** Given text **
The _id column is just annoying here, right now, but it is always shown by default, as are all the other object. To get rid of it for now, this will do the trick:
> db.mycoll.find({c3: {$gt: 3}}, {_id: 0})
{ "c3" : 4, "c4" : "some string" }
Not too bad, right, and kinda easy to understand. The falgs you pass for each field in the second argument may have one of three values:
  • 1 - Include this field. This is the default.
  • 0 - Do not include this field.
  • -1 - Include no fields except this one and the ObjectId. You may have more of these, in which case all the -1 flagged fields will be included.
Let's try a more advanced version. I want to the the c1 and c2 attributes, and nothing else, then I do this:
> db.mycoll.find({},{c1: -1, c2: -1, _id: 0})
{ "c1" : 1 }
{ "c2" : 1 }
{ "c1" : 2, "c2" : 2 }
{ }
{ }
As you can see, I have to explicitly exclude the _id field.

** Data rows **

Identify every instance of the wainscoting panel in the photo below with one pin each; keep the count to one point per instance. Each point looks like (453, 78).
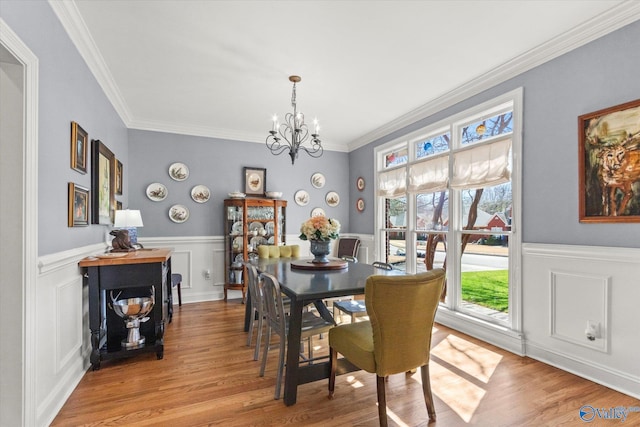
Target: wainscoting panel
(566, 286)
(576, 296)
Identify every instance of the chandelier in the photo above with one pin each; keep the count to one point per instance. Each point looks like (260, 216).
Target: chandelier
(294, 132)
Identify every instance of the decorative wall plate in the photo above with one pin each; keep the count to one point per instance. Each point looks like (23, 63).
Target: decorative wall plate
(178, 171)
(301, 197)
(157, 192)
(200, 193)
(332, 198)
(178, 213)
(317, 180)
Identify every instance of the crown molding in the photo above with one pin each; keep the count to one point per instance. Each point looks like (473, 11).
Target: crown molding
(69, 15)
(615, 18)
(211, 132)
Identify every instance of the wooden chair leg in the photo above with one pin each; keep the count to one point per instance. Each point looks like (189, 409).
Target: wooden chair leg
(382, 401)
(426, 389)
(333, 360)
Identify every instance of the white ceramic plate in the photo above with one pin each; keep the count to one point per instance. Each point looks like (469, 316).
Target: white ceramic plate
(332, 198)
(317, 180)
(178, 171)
(301, 197)
(200, 193)
(157, 192)
(178, 213)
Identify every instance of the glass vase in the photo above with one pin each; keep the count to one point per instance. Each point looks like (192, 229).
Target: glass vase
(320, 250)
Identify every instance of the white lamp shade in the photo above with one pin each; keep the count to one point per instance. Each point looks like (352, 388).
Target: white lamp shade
(128, 218)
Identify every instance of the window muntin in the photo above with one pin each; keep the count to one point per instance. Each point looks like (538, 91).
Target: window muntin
(432, 145)
(479, 130)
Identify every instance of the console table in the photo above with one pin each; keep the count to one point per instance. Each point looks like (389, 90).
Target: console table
(131, 275)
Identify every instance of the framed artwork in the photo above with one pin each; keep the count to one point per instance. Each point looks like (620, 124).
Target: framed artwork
(302, 198)
(79, 206)
(255, 181)
(118, 177)
(609, 164)
(79, 143)
(103, 167)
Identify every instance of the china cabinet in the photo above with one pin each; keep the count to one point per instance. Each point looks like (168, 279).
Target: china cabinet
(249, 223)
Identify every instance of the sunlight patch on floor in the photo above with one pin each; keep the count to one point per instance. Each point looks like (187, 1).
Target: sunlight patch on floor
(354, 382)
(459, 394)
(468, 357)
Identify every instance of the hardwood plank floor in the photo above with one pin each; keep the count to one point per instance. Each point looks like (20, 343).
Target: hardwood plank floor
(208, 377)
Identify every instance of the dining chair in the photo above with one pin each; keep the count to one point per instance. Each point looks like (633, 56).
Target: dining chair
(397, 336)
(256, 308)
(356, 307)
(348, 246)
(278, 323)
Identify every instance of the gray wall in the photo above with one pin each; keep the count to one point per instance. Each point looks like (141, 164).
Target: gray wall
(219, 164)
(600, 74)
(68, 92)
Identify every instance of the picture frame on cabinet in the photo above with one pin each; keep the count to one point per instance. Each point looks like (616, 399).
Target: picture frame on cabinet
(255, 181)
(79, 206)
(79, 143)
(609, 164)
(103, 169)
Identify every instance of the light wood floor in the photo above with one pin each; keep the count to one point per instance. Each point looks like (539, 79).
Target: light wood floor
(208, 377)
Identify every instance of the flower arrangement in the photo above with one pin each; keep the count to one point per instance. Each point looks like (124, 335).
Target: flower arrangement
(320, 228)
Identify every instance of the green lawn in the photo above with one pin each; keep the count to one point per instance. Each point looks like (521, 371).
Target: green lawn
(487, 288)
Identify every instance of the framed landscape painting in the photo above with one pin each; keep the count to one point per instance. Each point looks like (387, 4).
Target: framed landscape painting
(103, 168)
(609, 164)
(79, 206)
(255, 181)
(79, 143)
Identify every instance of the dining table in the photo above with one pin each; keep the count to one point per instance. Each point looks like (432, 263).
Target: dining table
(312, 285)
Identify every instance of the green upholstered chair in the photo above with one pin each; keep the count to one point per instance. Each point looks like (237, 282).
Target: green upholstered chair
(278, 323)
(285, 251)
(397, 336)
(355, 307)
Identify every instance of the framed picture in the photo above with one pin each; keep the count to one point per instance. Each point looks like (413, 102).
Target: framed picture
(103, 167)
(79, 143)
(79, 206)
(255, 181)
(609, 164)
(118, 177)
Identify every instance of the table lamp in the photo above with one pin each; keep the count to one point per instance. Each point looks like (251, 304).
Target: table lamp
(129, 219)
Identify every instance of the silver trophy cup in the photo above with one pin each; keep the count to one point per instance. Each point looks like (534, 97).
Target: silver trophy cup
(133, 311)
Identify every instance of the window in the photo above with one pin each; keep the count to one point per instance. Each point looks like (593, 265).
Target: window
(447, 195)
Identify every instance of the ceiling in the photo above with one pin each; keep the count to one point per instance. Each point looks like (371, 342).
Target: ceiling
(220, 68)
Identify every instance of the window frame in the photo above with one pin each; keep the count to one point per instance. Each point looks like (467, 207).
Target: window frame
(510, 101)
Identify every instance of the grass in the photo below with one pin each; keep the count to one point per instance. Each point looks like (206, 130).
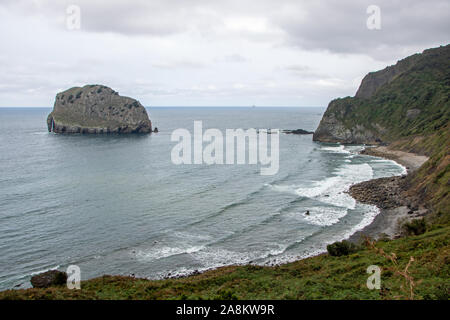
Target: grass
(413, 267)
(320, 277)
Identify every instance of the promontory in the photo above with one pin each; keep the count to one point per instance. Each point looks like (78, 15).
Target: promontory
(97, 109)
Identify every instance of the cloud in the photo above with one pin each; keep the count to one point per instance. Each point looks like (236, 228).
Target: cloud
(173, 52)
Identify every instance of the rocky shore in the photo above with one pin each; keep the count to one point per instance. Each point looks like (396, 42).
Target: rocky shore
(389, 195)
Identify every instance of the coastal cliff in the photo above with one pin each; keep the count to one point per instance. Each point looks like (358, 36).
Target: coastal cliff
(407, 108)
(97, 109)
(408, 99)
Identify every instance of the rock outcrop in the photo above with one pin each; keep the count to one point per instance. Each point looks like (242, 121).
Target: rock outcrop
(297, 131)
(408, 98)
(374, 80)
(97, 109)
(49, 279)
(333, 129)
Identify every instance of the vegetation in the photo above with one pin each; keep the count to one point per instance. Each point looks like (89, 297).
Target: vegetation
(416, 266)
(320, 277)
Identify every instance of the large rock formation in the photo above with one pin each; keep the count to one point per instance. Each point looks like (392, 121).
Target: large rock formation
(409, 98)
(97, 109)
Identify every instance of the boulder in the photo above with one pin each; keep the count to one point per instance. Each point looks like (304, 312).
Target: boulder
(95, 109)
(49, 279)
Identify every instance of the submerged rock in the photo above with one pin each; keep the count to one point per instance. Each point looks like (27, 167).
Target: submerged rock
(297, 131)
(49, 279)
(97, 109)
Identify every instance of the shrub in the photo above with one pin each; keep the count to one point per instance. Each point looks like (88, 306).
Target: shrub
(342, 248)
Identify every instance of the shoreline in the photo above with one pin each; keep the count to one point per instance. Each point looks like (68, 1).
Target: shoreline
(385, 223)
(388, 195)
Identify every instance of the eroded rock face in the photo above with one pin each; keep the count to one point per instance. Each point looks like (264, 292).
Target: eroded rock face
(49, 279)
(97, 109)
(332, 129)
(374, 80)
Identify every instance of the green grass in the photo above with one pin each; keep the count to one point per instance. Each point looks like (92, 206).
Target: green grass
(320, 277)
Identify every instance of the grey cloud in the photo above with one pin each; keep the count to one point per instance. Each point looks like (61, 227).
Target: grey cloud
(340, 26)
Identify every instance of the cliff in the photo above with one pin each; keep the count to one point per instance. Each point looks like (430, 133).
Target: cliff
(407, 107)
(408, 99)
(97, 109)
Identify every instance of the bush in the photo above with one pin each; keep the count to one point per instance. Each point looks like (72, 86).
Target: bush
(342, 248)
(415, 227)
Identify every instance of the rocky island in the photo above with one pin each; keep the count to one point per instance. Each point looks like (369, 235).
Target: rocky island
(406, 107)
(97, 109)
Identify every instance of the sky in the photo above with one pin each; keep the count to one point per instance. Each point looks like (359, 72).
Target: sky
(206, 52)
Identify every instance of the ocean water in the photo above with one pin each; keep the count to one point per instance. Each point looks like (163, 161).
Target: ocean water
(118, 205)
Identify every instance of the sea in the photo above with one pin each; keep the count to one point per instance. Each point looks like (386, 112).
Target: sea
(117, 204)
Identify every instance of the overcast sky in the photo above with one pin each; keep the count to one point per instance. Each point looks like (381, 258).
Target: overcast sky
(206, 52)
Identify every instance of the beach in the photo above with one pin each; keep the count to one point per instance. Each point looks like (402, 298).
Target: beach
(389, 195)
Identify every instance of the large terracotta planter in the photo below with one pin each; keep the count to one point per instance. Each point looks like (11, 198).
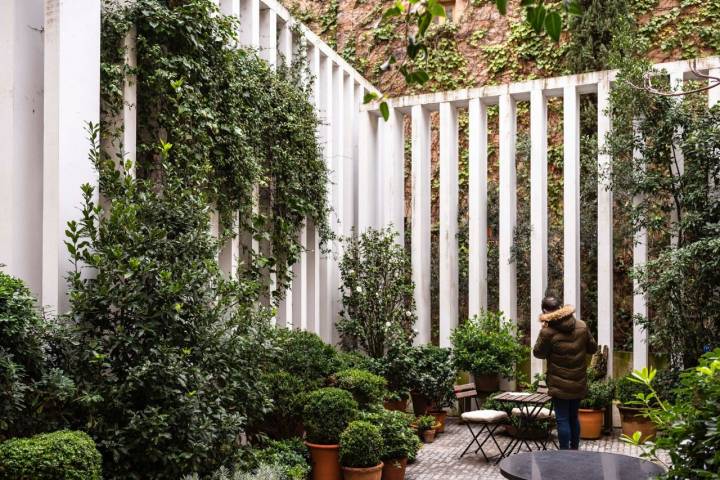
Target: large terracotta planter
(591, 422)
(325, 460)
(371, 473)
(395, 405)
(633, 421)
(394, 469)
(420, 403)
(487, 383)
(440, 416)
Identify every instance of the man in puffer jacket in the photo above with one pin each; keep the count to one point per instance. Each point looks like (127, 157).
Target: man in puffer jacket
(565, 342)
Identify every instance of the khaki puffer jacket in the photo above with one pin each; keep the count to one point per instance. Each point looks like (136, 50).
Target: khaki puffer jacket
(565, 343)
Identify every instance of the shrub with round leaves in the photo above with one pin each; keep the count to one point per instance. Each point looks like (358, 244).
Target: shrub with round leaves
(63, 455)
(328, 411)
(366, 388)
(361, 445)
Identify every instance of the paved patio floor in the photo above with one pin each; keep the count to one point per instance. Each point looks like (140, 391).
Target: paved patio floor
(440, 459)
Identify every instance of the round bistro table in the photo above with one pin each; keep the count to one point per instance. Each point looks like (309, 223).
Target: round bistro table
(577, 465)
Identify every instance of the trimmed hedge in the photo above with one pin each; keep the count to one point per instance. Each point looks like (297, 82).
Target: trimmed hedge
(63, 455)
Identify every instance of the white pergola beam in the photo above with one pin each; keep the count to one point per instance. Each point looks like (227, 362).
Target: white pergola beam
(421, 207)
(538, 217)
(477, 199)
(448, 272)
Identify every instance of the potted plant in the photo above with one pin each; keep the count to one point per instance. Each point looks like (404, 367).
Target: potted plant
(327, 413)
(631, 411)
(488, 347)
(592, 409)
(361, 446)
(432, 382)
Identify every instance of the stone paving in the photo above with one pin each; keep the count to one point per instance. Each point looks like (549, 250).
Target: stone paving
(440, 459)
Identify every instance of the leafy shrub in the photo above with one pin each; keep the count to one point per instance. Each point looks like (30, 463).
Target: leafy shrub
(361, 445)
(32, 392)
(328, 411)
(377, 291)
(600, 394)
(399, 437)
(487, 345)
(434, 374)
(62, 455)
(367, 388)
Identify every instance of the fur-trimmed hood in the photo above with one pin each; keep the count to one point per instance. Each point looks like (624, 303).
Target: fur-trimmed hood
(561, 319)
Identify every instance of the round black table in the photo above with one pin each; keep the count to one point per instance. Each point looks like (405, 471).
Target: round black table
(577, 465)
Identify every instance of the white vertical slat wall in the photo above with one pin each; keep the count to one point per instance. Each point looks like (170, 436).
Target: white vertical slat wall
(570, 89)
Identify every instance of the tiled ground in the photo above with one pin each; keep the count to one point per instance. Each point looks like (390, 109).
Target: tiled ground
(440, 459)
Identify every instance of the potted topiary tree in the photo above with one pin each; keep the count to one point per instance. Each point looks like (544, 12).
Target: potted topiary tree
(488, 347)
(361, 447)
(327, 413)
(592, 408)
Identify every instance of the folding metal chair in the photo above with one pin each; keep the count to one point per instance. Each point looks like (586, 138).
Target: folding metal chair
(487, 420)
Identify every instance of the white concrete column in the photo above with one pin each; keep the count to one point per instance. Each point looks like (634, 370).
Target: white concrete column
(538, 217)
(72, 99)
(477, 200)
(250, 23)
(571, 198)
(714, 93)
(21, 140)
(448, 222)
(508, 205)
(640, 299)
(605, 311)
(421, 208)
(268, 36)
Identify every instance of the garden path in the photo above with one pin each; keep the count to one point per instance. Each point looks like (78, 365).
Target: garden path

** Given task 1 **
According to the MongoDB projection walkthrough, which flag value is the default for a field?
** Given task 2 **
Do these statements agree with the MongoDB projection walkthrough? Answer yes or no for each, quoting the deciding words.
(a) The _id column is hidden unless you ask for it.
(b) The -1 flag can be set on more than one field.
(c) To get only c1 and c2, the _id field had to be left out explicitly.
** Given task 3 **
Resume the MongoDB projection walkthrough after its last sentence.

** Exercise result 1 **
1, which includes the field.

** Exercise result 2 **
(a) No: "it is always shown by default"
(b) Yes: "You may have more of these, in which case all the -1 flagged fields will be included."
(c) Yes: "I have to explicitly exclude the _id field."

** Exercise result 3 **
Online help
The mongo commandline tool for once has decent online help. Typing just help will show the options. For help on database specific operations, type db.help() and for collection specific operations, type db..help(), such as db.mycoll.help(). In JavaScript, a function is just another script, and adding arguments to the function will execute the function, but maybe you want to see how the function is implemented? The just type the name of the function, like this:
> db.mycoll.find
function (query, fields, limit, skip) {
return new DBQuery(this._mongo, this._db, this, this._fullName, this._massageObject(query), fields, limit, skip);
}

DBA Work - Indexing data and explain
What would a mongo DBA want to do? Let's try creating an index. Let's say we want an index on the c1 attribute in the mycoll collection as above, then we must use the ensureIndex() method on the collection in question, telling what columns I want to index, like this:
> db.mycoll.ensureIndex({c1: 1})
And that's it. Let's try to query that collection again, this time using the c1 column as an argument, and hopefully the index will be used:
{ "_id" : ObjectId("4eb0634807b16556bf46b214"), "c1" : 1 }
Right. But is the index used? I want to know that it is for a fact, or if it isn't, so I have something to complain to my developers about. In MySQL, you want use the EXPLAIN command and figure out what index are being used, but with mongo? Easy. Use the explain method, like this:
> db.mycoll.find({c1: 1}).explain()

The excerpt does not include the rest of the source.